--- Task statement ---
Count the lines in the records below that contain the string "wall", and reply with that number alone.

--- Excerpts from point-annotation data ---
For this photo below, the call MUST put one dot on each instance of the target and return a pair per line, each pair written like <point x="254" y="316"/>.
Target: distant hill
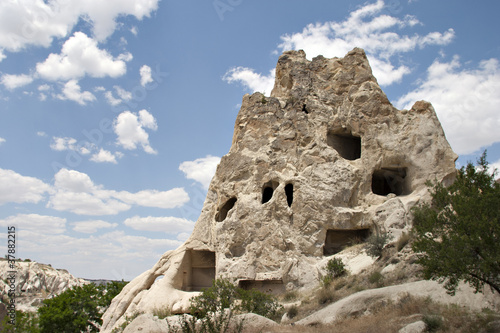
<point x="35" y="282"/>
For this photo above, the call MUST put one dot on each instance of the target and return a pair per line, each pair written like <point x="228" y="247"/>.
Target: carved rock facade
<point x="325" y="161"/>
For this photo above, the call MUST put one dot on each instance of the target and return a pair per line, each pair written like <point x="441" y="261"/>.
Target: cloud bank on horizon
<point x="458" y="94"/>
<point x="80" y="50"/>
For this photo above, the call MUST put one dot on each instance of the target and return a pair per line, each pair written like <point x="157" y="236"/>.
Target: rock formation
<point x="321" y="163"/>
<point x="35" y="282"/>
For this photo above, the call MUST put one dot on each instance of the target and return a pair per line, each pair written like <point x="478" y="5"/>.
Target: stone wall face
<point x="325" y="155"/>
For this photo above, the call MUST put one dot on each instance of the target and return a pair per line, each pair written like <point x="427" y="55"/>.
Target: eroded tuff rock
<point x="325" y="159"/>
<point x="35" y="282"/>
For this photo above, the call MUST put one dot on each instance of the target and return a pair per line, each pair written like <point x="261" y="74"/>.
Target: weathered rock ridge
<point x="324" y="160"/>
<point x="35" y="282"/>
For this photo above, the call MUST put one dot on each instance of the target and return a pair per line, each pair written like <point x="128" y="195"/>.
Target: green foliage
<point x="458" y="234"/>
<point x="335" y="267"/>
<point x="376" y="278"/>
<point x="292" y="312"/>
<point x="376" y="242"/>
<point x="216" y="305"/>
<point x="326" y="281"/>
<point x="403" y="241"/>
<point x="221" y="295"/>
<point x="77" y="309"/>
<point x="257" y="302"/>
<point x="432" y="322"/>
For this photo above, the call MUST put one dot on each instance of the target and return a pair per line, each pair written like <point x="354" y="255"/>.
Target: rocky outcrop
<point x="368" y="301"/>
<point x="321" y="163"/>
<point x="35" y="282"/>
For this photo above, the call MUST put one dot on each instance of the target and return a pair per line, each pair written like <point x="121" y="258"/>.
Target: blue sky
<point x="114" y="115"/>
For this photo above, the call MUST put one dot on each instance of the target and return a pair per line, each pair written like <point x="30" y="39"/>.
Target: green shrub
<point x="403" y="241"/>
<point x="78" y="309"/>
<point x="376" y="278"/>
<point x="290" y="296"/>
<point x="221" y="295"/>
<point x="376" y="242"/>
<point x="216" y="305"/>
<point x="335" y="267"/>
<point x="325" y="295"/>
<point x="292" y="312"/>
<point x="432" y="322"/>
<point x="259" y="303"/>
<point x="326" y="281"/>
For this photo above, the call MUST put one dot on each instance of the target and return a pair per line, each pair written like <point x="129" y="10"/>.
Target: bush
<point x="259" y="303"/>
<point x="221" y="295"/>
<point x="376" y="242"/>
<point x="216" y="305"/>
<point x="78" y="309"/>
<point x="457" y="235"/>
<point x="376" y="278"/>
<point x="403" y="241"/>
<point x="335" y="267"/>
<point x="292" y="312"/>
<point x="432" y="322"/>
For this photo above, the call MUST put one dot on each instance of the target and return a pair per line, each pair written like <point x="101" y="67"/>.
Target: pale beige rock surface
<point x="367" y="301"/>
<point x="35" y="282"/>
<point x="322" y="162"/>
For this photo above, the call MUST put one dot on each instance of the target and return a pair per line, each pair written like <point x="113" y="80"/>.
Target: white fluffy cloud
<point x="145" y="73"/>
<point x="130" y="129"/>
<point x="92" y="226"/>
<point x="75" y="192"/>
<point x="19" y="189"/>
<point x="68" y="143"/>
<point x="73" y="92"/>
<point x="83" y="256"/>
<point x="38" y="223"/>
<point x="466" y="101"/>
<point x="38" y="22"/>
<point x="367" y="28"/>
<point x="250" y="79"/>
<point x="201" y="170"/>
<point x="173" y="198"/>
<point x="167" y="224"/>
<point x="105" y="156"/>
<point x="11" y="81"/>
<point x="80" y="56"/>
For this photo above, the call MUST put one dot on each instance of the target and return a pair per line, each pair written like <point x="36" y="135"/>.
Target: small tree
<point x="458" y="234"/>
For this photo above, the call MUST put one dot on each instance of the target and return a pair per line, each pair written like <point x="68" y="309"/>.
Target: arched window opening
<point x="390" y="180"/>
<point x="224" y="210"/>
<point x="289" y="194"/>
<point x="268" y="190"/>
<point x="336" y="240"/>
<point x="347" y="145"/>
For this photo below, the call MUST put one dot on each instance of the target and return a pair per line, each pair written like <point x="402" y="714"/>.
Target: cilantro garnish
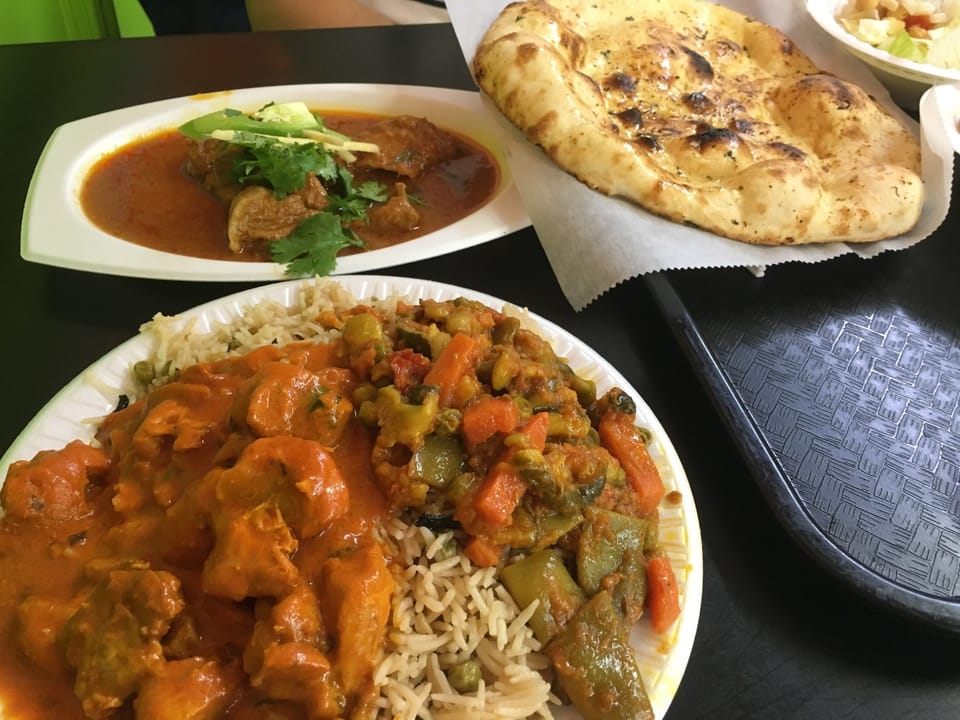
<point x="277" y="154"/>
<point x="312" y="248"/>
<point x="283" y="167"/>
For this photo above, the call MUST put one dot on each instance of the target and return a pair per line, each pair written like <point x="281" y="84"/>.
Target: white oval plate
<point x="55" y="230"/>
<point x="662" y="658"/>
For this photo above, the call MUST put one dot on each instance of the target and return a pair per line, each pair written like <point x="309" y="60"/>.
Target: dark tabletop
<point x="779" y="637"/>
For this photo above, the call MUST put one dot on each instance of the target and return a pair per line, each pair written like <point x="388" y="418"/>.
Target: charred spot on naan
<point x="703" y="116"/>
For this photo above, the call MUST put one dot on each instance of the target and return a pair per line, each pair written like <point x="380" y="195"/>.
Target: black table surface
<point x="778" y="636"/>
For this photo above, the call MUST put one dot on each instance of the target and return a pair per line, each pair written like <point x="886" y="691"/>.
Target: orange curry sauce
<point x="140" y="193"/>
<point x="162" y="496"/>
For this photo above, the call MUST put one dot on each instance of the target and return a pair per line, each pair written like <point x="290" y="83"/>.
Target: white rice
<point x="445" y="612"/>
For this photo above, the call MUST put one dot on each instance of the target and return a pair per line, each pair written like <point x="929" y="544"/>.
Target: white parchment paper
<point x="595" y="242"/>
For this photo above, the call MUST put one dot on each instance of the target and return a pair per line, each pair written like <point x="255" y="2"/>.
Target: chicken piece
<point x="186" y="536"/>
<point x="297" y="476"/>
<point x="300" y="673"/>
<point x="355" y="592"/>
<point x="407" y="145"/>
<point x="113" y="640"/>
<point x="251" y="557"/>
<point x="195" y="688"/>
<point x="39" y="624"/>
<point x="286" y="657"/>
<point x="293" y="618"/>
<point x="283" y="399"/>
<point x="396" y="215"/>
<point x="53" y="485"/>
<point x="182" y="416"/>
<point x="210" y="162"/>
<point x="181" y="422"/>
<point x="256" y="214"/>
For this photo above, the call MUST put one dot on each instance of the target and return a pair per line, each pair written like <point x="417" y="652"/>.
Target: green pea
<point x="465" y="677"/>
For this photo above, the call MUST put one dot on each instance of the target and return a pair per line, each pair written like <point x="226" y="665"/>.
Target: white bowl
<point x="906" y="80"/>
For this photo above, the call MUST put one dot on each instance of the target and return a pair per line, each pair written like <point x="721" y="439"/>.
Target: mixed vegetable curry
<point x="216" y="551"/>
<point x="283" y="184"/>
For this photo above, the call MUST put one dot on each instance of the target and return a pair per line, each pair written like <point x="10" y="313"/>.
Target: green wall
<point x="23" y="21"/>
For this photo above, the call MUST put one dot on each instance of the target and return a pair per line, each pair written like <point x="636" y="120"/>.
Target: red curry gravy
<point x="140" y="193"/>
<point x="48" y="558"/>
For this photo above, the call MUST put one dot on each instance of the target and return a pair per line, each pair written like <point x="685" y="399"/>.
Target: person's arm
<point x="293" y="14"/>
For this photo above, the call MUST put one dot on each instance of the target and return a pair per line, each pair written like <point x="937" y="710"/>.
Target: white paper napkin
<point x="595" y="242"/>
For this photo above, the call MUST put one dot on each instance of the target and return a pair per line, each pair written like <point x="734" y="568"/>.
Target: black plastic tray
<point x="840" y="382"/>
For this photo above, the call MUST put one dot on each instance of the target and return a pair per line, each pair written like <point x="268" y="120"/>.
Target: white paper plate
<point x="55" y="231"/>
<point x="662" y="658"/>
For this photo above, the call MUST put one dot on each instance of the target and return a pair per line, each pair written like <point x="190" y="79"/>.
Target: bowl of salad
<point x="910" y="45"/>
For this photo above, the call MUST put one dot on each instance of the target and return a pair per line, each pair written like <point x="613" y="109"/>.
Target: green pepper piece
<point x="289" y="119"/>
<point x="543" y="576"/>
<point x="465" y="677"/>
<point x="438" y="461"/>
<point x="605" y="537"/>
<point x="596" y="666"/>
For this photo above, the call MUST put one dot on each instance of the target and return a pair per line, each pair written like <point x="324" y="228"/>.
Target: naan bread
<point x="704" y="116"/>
* * *
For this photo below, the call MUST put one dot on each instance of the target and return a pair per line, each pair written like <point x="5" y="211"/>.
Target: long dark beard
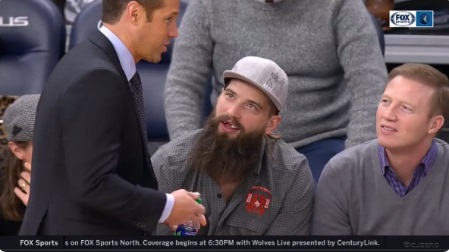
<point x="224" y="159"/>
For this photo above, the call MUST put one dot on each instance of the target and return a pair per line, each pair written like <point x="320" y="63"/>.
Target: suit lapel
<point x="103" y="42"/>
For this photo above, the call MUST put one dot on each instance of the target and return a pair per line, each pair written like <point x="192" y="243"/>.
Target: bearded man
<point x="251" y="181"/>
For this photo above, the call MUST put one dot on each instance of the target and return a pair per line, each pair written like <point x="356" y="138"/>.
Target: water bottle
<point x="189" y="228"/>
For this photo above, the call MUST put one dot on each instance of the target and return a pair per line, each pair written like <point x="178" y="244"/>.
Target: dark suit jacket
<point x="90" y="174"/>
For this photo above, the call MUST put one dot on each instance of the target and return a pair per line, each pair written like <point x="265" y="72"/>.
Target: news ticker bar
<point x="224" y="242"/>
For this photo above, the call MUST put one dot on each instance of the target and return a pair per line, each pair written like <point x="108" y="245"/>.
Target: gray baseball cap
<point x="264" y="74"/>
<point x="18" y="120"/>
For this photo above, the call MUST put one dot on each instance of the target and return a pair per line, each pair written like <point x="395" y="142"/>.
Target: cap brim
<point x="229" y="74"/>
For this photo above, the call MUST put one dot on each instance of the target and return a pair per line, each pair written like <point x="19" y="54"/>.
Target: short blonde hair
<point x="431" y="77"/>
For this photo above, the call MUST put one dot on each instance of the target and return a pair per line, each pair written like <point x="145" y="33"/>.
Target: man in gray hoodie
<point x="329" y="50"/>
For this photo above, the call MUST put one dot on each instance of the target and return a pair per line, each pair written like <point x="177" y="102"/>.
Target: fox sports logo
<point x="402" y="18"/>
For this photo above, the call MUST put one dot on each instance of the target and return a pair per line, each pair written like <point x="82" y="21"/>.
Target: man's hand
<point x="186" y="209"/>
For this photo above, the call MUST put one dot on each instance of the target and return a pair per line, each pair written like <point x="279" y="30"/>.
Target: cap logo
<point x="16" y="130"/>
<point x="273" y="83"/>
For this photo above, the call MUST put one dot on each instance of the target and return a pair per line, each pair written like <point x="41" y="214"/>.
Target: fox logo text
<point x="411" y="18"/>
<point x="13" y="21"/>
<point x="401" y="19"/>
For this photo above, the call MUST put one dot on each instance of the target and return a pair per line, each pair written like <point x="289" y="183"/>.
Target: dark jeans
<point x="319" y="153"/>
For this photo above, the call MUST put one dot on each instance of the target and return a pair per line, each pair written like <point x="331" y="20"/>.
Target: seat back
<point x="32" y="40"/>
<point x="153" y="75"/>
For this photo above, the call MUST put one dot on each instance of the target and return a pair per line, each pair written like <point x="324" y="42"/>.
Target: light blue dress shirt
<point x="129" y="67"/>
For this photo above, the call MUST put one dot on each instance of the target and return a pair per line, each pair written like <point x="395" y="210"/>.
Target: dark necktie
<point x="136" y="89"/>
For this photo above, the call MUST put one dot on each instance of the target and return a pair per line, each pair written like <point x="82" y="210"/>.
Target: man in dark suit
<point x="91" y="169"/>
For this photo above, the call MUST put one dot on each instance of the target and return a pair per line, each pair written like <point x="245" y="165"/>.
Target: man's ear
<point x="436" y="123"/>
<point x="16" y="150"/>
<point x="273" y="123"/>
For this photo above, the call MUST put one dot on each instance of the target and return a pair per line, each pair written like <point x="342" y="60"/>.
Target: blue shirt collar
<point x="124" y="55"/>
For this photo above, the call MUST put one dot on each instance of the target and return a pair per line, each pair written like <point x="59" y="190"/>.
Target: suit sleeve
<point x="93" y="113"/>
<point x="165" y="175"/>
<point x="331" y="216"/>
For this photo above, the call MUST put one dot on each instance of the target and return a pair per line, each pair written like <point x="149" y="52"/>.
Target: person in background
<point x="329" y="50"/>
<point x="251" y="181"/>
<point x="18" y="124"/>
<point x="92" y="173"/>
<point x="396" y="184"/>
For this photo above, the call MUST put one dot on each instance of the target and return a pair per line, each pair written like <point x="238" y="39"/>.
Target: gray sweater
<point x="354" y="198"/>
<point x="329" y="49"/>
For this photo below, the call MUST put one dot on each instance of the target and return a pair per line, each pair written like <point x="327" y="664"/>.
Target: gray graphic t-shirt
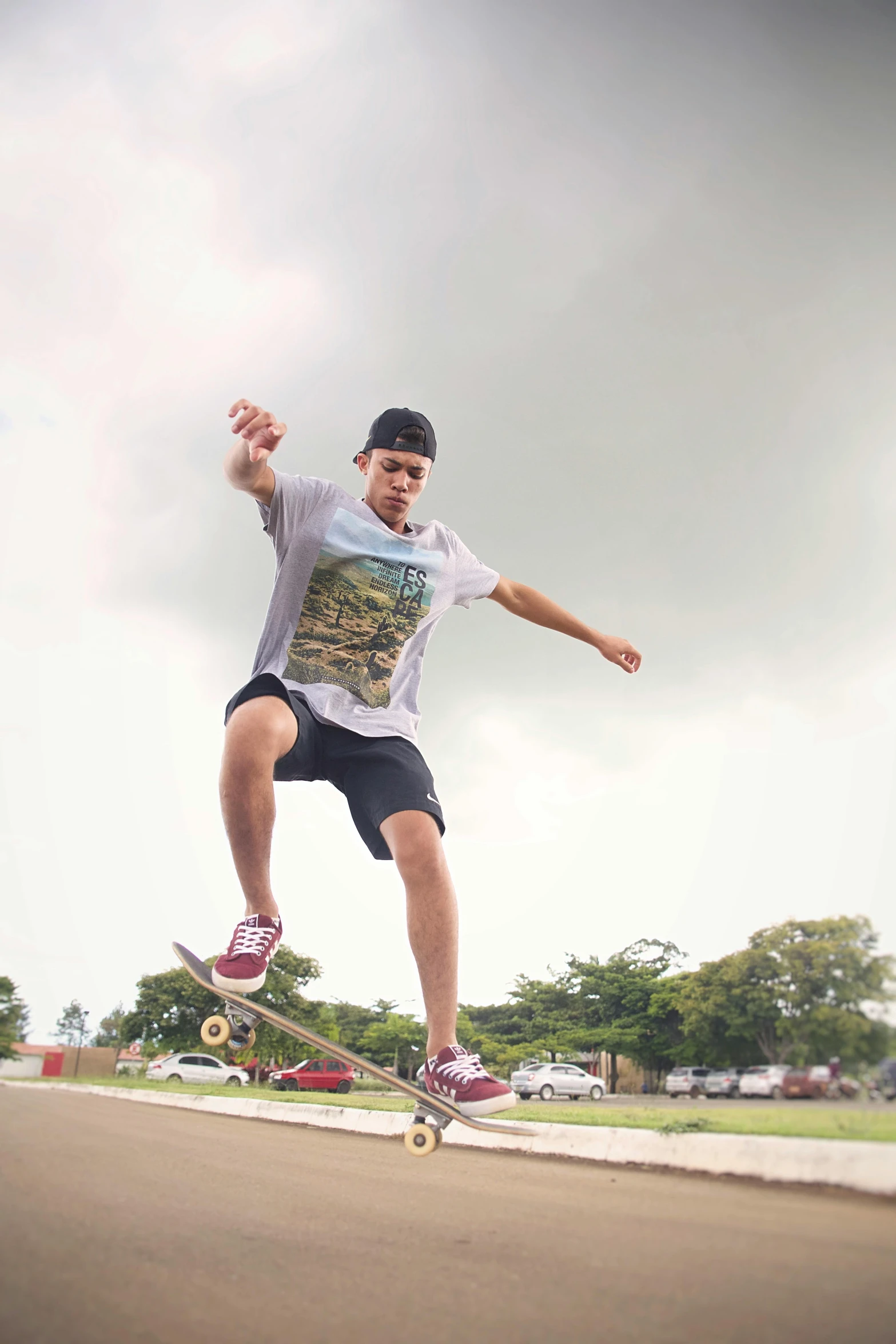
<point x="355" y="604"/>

--- Exercise response ---
2